_What is required:_ Please continue the review of the CG-animated series below, starting after its last sentence.
=== Text shown ===
Like with any new series, there are a couple drawbacks. The CG can be a bit stiff at times, the designs sometimes sparse and the streets empty, but it seems no different than most other CG-animated shows on television today. And besides, the empty city streets and occasional weak bits of animation are no different than the complaints most would lob at a regular 2D-animated series. It seems like there was a lot of pre-judging on show based soley on the CG animation and, personally, I think it's unwarranted. This show really looks excellent, in terms of design work, animation and overall execution. And much like the animation, there are a few weak bits of writing here and there, but nothing major or detrimental to the series. The series is so strong than any issues that pop up - be it with the animation, writing, or obvious neutering of the on-screen action - are hardly noticeable or annoying.
=== Given information ===
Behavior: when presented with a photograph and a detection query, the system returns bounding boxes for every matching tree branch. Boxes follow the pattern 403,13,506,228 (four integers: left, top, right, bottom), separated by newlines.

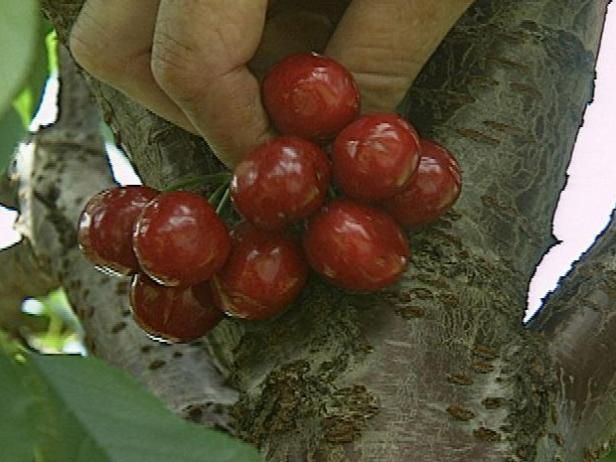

10,46,237,428
530,210,616,460
38,0,607,462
===
_Result of this exercise:_
And while there is the occasional hiccup with the CG animation, it also brings a wealth of benefit to the show. The CG animation allows for a host of visual tricks with Batman and his dark motif, allowing for new visual tricks when it comes to our hero slipping in and out of dark shadows. Batman's costume design is also very unique to this series, and could likely only be pulled off as effectively as it is here than in 2D. The sheen of the costume and the weight of the cape wouldn't work in regular 2D animation. The camera gets quite the workout in Beware The Batman as well, with the CG animation offering up a host of new possibilities when it comes to movement and choreography. The action sequences are quick and sleek, moving swiftly and making a quite an impact. They land fast, and land hard.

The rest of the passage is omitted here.